== AUSGEWÄHLTER TEXTAUSZUG ==

Die AMK will die kleinen Betriebe besonders unterstützen,
indem die ersten Hektare stärker gefördert werden. Der Erhalt der kleinen
Betriebe sei ein Betrag für die vielfältige Kulturlandschaft und sichere die
flächendeckende Landbewirtschaftung. Über die Höhe wurde nicht diskutiert.
Das Auslaufen der Milchquote in zwei Jahren dürfe weder
einen Bruch noch Marktverwerfungen auf dem Milchmarkt nach sich ziehen. Zur Absicherung
soll ein ganzjähriges Interventionsprogramm zur Verfügung stehen. Der Vorschlag
des Bundesverbandes Deutscher Milchviehhalter (BDM), die mit einem Traktorenzug
zur AMK für einen freiwilligen Lieferverzicht gegen Entschädigung bei
Marktüberversorgung demonstrierten, wurde nicht abgelehnt – aber auch nicht
unterstützt. Der Vorschlag, der auch vom Europäischen Parlament mitgetragen
wird, müsse noch näher überprüft werden.
Beim Wein hingegen soll das Pflanzrecht, das quasi wie
eine Quote wirkt, weiter Bestand haben, damit die landschaftsprägenden und
ökologischen wertvollen Steillagen erhalten bleiben. Gegenwärtig ist geplant, Das
Pflanzrechtsystem 2030 aufzuheben.
Deutsche Agrarpolitik
Es ging nicht nur um die GAP. Die Bundesregierung soll
sicher stellen, dass der Flächenverbrauch dringend verringert werden muss. Die
Kompensationsverordnung, die gerade überarbeitet wird, soll Rücksicht auf
Flächen der Land- und Forstwirtschaft nehmen.
Zur Förderung der regionalen Produktion soll die
Bundesregierung prüfen, den Mehrwertsteuersatz bei der Verpflegung in Schulen
und Kindertagesstätten zu ermäßigen.
Greening nicht aufweichen
Dr. Till Backhaus, Landwirtschaftsminister in
Mecklenburg-Vorpommern (SPD), will die Mindeststandards des Greening behalten: „Wir
haben dem Kommissar mit auf dem Weg gegeben, dass er in den anstehenden
Trilogverhandlungen dafür kämpfen muss, dass seine Vorstellungen zur
Ökologisierung der Agrarpolitik umgesetzt werden.“
Für die Milchbauern sollen die
Interventionsmöglichkeiten flexibel eingesetzt werden. So soll die starre
Obergrenze für Erzeugerorganisationen fallen.

===

_AUFGABEN:_
1. Bearbeite im Textauszug die Passage von „Das Auslaufen der“ bis „näher überprüft werden.“, indem du „Traktorenzug“ durch „Schlepperkorso“ ersetzt.
2. Erkläre in ein bis drei Sätzen, warum das Pflanzrecht beim Wein laut Textauszug weiter Bestand haben soll.
3. Beantworte anhand des Textauszugs die folgenden Fragen:
(a) Was soll zur Absicherung beim Auslaufen der Milchquote zur Verfügung stehen?
(b) Was soll die Bundesregierung zur Förderung der regionalen Produktion prüfen?
(c) Welche Obergrenze soll für die Milchbauern fallen?
Die nachstehenden Daten stammen aus einer anderen Quelle.

== BEREITGESTELLTE DATEN ==

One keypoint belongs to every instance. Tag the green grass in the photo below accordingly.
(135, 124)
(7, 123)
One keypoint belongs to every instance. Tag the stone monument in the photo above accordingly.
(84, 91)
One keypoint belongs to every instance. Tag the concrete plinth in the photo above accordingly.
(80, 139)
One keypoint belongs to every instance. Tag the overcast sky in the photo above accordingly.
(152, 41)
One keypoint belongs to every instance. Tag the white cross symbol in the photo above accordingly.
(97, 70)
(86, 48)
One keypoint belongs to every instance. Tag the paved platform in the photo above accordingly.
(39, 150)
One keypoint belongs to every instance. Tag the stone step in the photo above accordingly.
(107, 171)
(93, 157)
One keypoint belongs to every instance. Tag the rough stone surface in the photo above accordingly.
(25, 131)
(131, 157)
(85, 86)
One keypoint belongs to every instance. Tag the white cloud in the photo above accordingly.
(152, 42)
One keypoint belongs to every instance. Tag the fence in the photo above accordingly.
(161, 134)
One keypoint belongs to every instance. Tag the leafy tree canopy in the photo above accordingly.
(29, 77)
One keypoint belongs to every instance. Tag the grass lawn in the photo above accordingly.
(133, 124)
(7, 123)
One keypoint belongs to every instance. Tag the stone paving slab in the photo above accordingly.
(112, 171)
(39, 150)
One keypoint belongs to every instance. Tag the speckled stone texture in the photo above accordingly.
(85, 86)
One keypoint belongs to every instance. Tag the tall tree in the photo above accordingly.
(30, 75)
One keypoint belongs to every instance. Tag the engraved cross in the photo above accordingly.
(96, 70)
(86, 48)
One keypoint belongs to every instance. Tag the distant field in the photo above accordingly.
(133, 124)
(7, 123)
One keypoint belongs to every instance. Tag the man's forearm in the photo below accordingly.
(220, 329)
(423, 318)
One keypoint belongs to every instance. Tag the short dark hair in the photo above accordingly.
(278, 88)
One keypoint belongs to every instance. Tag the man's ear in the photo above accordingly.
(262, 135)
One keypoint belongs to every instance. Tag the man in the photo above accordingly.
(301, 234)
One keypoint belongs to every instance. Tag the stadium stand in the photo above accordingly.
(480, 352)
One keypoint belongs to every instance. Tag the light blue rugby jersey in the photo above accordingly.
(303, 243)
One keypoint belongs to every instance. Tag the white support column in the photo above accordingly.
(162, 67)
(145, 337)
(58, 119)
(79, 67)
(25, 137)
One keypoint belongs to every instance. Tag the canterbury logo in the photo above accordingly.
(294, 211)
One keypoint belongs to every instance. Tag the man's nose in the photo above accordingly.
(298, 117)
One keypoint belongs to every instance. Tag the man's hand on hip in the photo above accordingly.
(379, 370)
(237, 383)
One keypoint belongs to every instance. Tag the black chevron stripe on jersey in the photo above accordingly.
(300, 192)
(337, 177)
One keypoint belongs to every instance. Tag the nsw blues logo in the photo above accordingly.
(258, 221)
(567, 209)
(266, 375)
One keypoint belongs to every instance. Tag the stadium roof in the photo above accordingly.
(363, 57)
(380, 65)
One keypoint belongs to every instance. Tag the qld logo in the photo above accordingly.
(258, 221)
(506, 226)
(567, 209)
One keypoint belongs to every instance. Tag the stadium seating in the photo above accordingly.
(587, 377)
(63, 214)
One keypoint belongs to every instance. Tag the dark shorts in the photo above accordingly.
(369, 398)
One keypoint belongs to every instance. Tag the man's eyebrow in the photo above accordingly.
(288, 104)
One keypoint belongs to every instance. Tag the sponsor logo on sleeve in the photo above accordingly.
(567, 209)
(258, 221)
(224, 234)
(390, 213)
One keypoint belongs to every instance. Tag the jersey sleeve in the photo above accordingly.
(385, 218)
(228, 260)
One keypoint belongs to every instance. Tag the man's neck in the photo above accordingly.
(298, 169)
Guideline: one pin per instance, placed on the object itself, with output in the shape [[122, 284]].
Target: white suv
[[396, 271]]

===
== BEREITGESTELLTE DATEN ==

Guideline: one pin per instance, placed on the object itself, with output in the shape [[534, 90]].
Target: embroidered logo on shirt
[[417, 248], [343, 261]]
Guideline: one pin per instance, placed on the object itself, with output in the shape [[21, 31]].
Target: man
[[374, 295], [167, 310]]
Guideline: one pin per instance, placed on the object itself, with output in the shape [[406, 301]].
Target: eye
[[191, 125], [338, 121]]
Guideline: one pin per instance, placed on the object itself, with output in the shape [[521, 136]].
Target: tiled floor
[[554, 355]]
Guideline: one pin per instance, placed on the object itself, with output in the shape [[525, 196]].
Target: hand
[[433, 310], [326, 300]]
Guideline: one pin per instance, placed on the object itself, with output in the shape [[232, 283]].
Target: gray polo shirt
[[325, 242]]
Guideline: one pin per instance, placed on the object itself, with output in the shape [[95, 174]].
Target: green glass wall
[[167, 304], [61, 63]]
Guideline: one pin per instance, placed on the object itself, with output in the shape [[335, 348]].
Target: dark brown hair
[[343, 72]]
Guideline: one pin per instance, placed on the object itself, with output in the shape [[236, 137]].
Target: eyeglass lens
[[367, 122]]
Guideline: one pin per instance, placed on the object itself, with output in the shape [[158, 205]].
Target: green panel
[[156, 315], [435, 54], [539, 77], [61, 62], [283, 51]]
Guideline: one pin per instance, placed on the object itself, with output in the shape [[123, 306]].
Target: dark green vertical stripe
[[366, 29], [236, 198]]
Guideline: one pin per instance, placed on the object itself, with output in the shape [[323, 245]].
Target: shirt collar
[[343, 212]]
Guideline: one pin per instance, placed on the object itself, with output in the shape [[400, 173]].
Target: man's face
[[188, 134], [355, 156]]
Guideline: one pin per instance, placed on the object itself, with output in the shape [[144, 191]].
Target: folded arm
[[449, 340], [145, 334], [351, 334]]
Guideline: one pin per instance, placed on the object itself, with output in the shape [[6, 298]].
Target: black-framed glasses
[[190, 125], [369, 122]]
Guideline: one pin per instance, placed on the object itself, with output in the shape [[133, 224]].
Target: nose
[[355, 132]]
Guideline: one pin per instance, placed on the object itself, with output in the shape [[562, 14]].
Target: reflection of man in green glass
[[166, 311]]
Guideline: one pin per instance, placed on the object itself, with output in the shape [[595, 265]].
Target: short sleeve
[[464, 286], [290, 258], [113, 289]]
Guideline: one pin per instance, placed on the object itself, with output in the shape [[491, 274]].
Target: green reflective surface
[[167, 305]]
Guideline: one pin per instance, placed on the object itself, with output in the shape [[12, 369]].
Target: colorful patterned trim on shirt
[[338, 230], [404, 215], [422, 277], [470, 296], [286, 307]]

===

_ANTWORTEN:_
1.
Das Auslaufen der Milchquote in zwei Jahren dürfe weder
einen Bruch noch Marktverwerfungen auf dem Milchmarkt nach sich ziehen. Zur Absicherung
soll ein ganzjähriges Interventionsprogramm zur Verfügung stehen. Der Vorschlag
des Bundesverbandes Deutscher Milchviehhalter (BDM), die mit einem Schlepperkorso
zur AMK für einen freiwilligen Lieferverzicht gegen Entschädigung bei
Marktüberversorgung demonstrierten, wurde nicht abgelehnt – aber auch nicht
unterstützt. Der Vorschlag, der auch vom Europäischen Parlament mitgetragen
wird, müsse noch näher überprüft werden.

2. Das Pflanzrecht, das quasi wie eine Quote wirkt, soll bestehen bleiben, damit die Steillagen erhalten bleiben. Diese Steillagen prägen die Landschaft und sind ökologisch wertvoll.

3.
(a) Ein ganzjähriges Interventionsprogramm.
(b) Sie soll prüfen, den Mehrwertsteuersatz bei der Verpflegung in Schulen und Kindertagesstätten zu ermäßigen.
(c) Die starre Obergrenze für Erzeugerorganisationen.